When I moved from Primary School to Secondary school (after the now legendary 11+ examination), one of my favourite lessons was the English class. At 11 years old I was far too young to understand much about Grammar or story/poem analysis, but I loved the act of creation involved in summoning imagery and meaning from words. Plain and simple words that when strung together could create pictures in my mind and feelings in my chest.
One memory that sticks in my mind as significant because it told me, even at that tender age that I had an intense desire to write, was a class exercise that progressed over an entire term. We were each asked to write a single-page, short and concise  story and then read it to the entire class. I was in heaven! I wrote an adventure story involving a dangerous trek in the jungle and eventual possible rescue. My story stretched the limits of our allotted time as I had filled well over a dozen pages of the small A5 exercise books that we used to be given at school. After I had finished - I don't remember exactly what the teacher said - my fellow class-mates were asked to give their feedback to the teacher and they all asked for more detail about my story and for the tale to be completed. The teacher, perhaps bowing to popular pressure, asked me to complete the story and for the next couple of weeks I wrote continuing episodes and read each out in turn to the class. The joy I felt in entertaining my peers with my my writing is a joy that has never left me. To give pleasure with mere words is something that can never be underestimated.

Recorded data
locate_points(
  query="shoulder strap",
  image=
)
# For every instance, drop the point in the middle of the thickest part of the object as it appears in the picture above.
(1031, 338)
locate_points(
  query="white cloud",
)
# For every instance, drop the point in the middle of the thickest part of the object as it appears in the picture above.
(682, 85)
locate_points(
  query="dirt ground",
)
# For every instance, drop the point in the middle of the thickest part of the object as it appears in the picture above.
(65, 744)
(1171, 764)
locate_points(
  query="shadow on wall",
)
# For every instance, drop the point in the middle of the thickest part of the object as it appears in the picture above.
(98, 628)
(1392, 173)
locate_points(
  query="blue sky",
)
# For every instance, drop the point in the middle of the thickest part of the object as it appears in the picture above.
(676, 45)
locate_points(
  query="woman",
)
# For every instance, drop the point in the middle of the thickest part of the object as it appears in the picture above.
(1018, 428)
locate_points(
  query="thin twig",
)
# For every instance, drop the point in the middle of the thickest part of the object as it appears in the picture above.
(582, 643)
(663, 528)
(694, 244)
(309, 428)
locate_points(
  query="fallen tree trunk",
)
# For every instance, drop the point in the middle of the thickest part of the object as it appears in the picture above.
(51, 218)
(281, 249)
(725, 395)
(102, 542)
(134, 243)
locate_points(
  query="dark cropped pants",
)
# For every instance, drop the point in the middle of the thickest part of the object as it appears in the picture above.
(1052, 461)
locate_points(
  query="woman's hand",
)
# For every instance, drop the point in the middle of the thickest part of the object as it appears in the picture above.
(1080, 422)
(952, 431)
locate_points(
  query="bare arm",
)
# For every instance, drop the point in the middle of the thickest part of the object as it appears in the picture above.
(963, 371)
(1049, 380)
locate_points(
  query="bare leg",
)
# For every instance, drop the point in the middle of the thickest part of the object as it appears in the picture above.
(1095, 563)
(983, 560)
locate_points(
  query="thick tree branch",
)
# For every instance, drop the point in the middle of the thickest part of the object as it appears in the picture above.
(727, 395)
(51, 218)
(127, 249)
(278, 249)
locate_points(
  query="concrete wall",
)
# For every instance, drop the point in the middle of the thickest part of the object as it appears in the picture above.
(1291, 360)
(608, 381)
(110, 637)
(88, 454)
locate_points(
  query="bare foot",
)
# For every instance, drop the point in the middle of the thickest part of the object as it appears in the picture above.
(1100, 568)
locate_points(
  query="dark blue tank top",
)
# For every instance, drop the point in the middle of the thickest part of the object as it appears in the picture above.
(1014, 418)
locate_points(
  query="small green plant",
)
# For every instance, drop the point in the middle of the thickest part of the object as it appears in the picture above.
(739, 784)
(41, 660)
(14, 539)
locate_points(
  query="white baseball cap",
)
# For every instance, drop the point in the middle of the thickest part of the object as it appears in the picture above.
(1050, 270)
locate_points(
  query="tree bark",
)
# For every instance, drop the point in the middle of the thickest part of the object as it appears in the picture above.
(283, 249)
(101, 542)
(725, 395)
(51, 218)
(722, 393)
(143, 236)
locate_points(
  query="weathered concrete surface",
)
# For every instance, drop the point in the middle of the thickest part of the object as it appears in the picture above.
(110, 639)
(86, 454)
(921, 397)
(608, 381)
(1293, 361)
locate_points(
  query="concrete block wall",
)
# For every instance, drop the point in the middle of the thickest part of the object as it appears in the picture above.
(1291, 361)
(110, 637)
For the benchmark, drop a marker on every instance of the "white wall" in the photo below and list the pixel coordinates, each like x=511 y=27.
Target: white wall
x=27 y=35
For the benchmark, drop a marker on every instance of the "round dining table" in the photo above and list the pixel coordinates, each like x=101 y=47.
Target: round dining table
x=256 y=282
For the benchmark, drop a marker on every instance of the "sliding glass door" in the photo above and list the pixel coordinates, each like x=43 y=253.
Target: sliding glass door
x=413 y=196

TASKS TO CARRY OUT
1) Answer each question from the recollection of the English class:
(a) What examination came before the move to Secondary school?
(b) What kind of story did the writer write for the class exercise?
(c) How much did the writer fill in the exercise books?
2) Return the wording of the recollection of the English class, starting with "When I moved" and going on through "in my chest.".
3) For each statement, decide whether the recollection of the English class agrees with it. Give yes or no with the deciding words from the recollection, quoted exactly.
(a) The class exercise lasted only a single week.
(b) The writer's classmates asked for the tale to be completed.
(c) The writer remembers exactly what the teacher said after the reading.

WRITTEN ANSWERS
1)
(a) The 11+ examination.
(b) An adventure story involving a dangerous trek in the jungle and eventual possible rescue.
(c) Well over a dozen pages of the small A5 exercise books.

2)
When I moved from Primary School to Secondary school (after the now legendary 11+ examination), one of my favourite lessons was the English class. At 11 years old I was far too young to understand much about Grammar or story/poem analysis, but I loved the act of creation involved in summoning imagery and meaning from words. Plain and simple words that when strung together could create pictures in my mind and feelings in my chest.

3)
(a) No: "a class exercise that progressed over an entire term"
(b) Yes: "they all asked for more detail about my story and for the tale to be completed"
(c) No: "I don't remember exactly what the teacher said"